What needs to be done → Would you transcribe all of the data exactly, down to the last character?
** Start **
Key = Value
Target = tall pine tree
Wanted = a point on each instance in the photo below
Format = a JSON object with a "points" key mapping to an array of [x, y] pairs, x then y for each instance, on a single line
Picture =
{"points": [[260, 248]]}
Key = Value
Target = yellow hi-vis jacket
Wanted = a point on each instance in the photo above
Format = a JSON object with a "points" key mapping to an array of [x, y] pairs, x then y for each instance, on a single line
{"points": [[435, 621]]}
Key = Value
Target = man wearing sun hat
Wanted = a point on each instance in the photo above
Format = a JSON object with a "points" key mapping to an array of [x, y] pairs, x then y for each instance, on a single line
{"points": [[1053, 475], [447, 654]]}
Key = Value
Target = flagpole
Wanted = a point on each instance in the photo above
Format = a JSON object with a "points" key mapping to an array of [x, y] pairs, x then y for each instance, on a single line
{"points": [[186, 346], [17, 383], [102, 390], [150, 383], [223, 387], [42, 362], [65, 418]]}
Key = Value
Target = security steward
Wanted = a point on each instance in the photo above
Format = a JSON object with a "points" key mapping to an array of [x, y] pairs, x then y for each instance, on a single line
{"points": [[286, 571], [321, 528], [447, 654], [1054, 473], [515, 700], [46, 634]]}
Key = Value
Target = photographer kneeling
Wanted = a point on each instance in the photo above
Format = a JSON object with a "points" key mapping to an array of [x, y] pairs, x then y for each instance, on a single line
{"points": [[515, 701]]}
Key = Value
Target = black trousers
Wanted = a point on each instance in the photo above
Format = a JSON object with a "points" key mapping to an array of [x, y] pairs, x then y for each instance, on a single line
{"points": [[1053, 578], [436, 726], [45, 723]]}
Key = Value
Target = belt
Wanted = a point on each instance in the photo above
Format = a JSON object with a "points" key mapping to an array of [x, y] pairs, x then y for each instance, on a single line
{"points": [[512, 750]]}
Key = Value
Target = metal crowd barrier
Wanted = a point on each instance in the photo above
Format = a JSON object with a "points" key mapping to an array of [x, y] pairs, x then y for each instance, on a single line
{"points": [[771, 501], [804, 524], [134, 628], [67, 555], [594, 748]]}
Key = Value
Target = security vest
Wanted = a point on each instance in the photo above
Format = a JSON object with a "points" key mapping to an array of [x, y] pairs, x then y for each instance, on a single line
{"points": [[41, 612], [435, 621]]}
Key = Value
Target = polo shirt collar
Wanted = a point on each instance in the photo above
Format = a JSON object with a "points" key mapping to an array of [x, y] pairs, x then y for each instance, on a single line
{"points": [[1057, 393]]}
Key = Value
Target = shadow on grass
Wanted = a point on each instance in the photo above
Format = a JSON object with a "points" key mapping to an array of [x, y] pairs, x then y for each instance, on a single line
** End **
Completed task →
Key = Value
Target = tall pine tree
Wanted = a point on each instance in the photo below
Format = a JSON object with a "points" key mapping to an array of [x, y] pairs, x then y for each instance, on a single line
Picture =
{"points": [[260, 248]]}
Key = Value
Target = yellow hi-vis jacket
Wanted = a point on each instance in the photo above
Format = a JSON object with a "points" key mapping to an array of [x, y] pairs, x then y for each instance, on a single line
{"points": [[435, 621]]}
Key = Value
Target = man wearing sun hat
Wanted = a point on each instance in the photo above
Format = a JSON object with a "points" key mapping to an array of [x, y] pairs, x then y for each instance, on a single line
{"points": [[1053, 475], [447, 654]]}
Key = Value
Target = flagpole
Wanted = a point on each instance in the photo above
Format = a JSON object with a "points" key mapping to an array of [x, y] pairs, x then y for each instance, on a single line
{"points": [[186, 346], [17, 383], [102, 390], [150, 383], [223, 387], [42, 362], [65, 418]]}
Key = Value
Target = security steward
Wanted = a point on each instance in the photo above
Format = a JSON object with a "points" key mapping to an array of [x, y] pairs, x then y for each instance, on a single line
{"points": [[286, 571], [321, 528], [447, 654], [1054, 473], [515, 700], [46, 634]]}
Key = Value
Target = photographer kneeling
Wanted = a point on each instance in the photo above
Format = a JSON object with a "points" key mapping to an array of [x, y] pairs, x then y for each instance, on a single line
{"points": [[515, 701]]}
Key = Value
Target = black trousers
Wanted = a point on each instance in the photo above
Format = a JSON object with a "points" key mapping to an array of [x, y] pairs, x then y for each instance, on a single line
{"points": [[1053, 578], [436, 726], [45, 723]]}
Key = Value
Target = belt
Wanted = a point on each instance in the photo above
Format = a JSON object with a "points" key mapping to an array of [x, y] pairs, x then y for each instance, on a single line
{"points": [[512, 750]]}
Key = Value
Target = metal crowd barrier
Wanted = a point on each instance in the photo above
Format = a JSON object with a "points" key mapping to an array of [x, y] pairs, x then y for each instance, on a single line
{"points": [[771, 501], [804, 524], [134, 628], [67, 555], [594, 748]]}
Key = Value
Target = security vest
Wanted = a point on each instance in the photo above
Format = a JSON object with a "points" key mapping to an array of [x, y] pairs, x then y for each instance, on a single line
{"points": [[41, 612], [435, 621]]}
Key = Value
Target = polo shirt collar
Wanted = a point on each instance in the photo above
Format = a JSON object with a "points" key mapping to an array of [x, y] pairs, x then y for each instance, on a single line
{"points": [[1057, 393]]}
Key = Value
Target = shadow on grass
Wanted = a point on each instance in the photo above
Format = a JSON object with a "points" key mapping to an array of [x, y] pairs, x then y for each instance, on a single line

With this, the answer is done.